** Opening PROVIDED DATA block **

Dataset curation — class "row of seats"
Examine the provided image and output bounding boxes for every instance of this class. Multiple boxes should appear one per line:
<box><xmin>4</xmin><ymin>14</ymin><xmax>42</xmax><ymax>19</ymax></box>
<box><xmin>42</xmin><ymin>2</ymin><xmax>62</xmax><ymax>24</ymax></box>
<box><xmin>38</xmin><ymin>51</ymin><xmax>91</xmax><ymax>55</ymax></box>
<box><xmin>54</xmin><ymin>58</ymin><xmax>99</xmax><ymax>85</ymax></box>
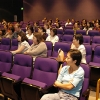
<box><xmin>0</xmin><ymin>35</ymin><xmax>100</xmax><ymax>52</ymax></box>
<box><xmin>1</xmin><ymin>37</ymin><xmax>100</xmax><ymax>65</ymax></box>
<box><xmin>0</xmin><ymin>50</ymin><xmax>90</xmax><ymax>100</ymax></box>
<box><xmin>57</xmin><ymin>29</ymin><xmax>100</xmax><ymax>36</ymax></box>
<box><xmin>0</xmin><ymin>38</ymin><xmax>99</xmax><ymax>64</ymax></box>
<box><xmin>0</xmin><ymin>38</ymin><xmax>33</xmax><ymax>51</ymax></box>
<box><xmin>60</xmin><ymin>35</ymin><xmax>100</xmax><ymax>48</ymax></box>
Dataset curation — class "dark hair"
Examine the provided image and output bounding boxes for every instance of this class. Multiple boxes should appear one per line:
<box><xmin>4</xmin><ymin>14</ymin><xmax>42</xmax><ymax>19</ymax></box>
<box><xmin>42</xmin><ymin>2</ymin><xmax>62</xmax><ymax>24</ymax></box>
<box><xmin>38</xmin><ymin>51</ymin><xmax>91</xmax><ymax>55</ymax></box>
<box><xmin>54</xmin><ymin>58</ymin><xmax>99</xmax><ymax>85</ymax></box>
<box><xmin>4</xmin><ymin>24</ymin><xmax>8</xmax><ymax>29</ymax></box>
<box><xmin>50</xmin><ymin>28</ymin><xmax>57</xmax><ymax>36</ymax></box>
<box><xmin>9</xmin><ymin>26</ymin><xmax>15</xmax><ymax>33</ymax></box>
<box><xmin>74</xmin><ymin>34</ymin><xmax>83</xmax><ymax>45</ymax></box>
<box><xmin>15</xmin><ymin>23</ymin><xmax>21</xmax><ymax>28</ymax></box>
<box><xmin>18</xmin><ymin>32</ymin><xmax>28</xmax><ymax>42</ymax></box>
<box><xmin>38</xmin><ymin>26</ymin><xmax>46</xmax><ymax>33</ymax></box>
<box><xmin>34</xmin><ymin>32</ymin><xmax>43</xmax><ymax>43</ymax></box>
<box><xmin>28</xmin><ymin>26</ymin><xmax>34</xmax><ymax>33</ymax></box>
<box><xmin>56</xmin><ymin>23</ymin><xmax>61</xmax><ymax>28</ymax></box>
<box><xmin>68</xmin><ymin>49</ymin><xmax>82</xmax><ymax>66</ymax></box>
<box><xmin>44</xmin><ymin>23</ymin><xmax>49</xmax><ymax>29</ymax></box>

** Closing PROVIDED DATA block **

■ ACTION ITEM
Pictures are to be dropped, and every record is to be copied exactly.

■ WRITTEN ANSWER
Dataset curation — class "row of seats"
Examine the provided image and output bounding boxes for every instance of this class. Multiple boxes should appear one per line:
<box><xmin>4</xmin><ymin>14</ymin><xmax>42</xmax><ymax>19</ymax></box>
<box><xmin>42</xmin><ymin>2</ymin><xmax>62</xmax><ymax>24</ymax></box>
<box><xmin>38</xmin><ymin>51</ymin><xmax>91</xmax><ymax>55</ymax></box>
<box><xmin>54</xmin><ymin>58</ymin><xmax>99</xmax><ymax>85</ymax></box>
<box><xmin>0</xmin><ymin>35</ymin><xmax>100</xmax><ymax>52</ymax></box>
<box><xmin>1</xmin><ymin>37</ymin><xmax>100</xmax><ymax>65</ymax></box>
<box><xmin>0</xmin><ymin>50</ymin><xmax>90</xmax><ymax>100</ymax></box>
<box><xmin>57</xmin><ymin>29</ymin><xmax>100</xmax><ymax>36</ymax></box>
<box><xmin>0</xmin><ymin>38</ymin><xmax>99</xmax><ymax>64</ymax></box>
<box><xmin>0</xmin><ymin>38</ymin><xmax>33</xmax><ymax>51</ymax></box>
<box><xmin>60</xmin><ymin>35</ymin><xmax>100</xmax><ymax>48</ymax></box>
Dataset curation — class "dark hair"
Examine the provided image and output bounding boxes for every instance of this class. Multiple boxes should appear one per line:
<box><xmin>4</xmin><ymin>14</ymin><xmax>42</xmax><ymax>19</ymax></box>
<box><xmin>42</xmin><ymin>2</ymin><xmax>62</xmax><ymax>24</ymax></box>
<box><xmin>38</xmin><ymin>51</ymin><xmax>91</xmax><ymax>55</ymax></box>
<box><xmin>54</xmin><ymin>58</ymin><xmax>99</xmax><ymax>85</ymax></box>
<box><xmin>4</xmin><ymin>24</ymin><xmax>8</xmax><ymax>29</ymax></box>
<box><xmin>50</xmin><ymin>28</ymin><xmax>57</xmax><ymax>36</ymax></box>
<box><xmin>9</xmin><ymin>26</ymin><xmax>15</xmax><ymax>33</ymax></box>
<box><xmin>74</xmin><ymin>34</ymin><xmax>83</xmax><ymax>45</ymax></box>
<box><xmin>15</xmin><ymin>23</ymin><xmax>21</xmax><ymax>28</ymax></box>
<box><xmin>18</xmin><ymin>32</ymin><xmax>28</xmax><ymax>42</ymax></box>
<box><xmin>38</xmin><ymin>26</ymin><xmax>46</xmax><ymax>33</ymax></box>
<box><xmin>34</xmin><ymin>32</ymin><xmax>43</xmax><ymax>43</ymax></box>
<box><xmin>28</xmin><ymin>26</ymin><xmax>34</xmax><ymax>33</ymax></box>
<box><xmin>56</xmin><ymin>23</ymin><xmax>61</xmax><ymax>28</ymax></box>
<box><xmin>68</xmin><ymin>49</ymin><xmax>82</xmax><ymax>66</ymax></box>
<box><xmin>44</xmin><ymin>23</ymin><xmax>49</xmax><ymax>29</ymax></box>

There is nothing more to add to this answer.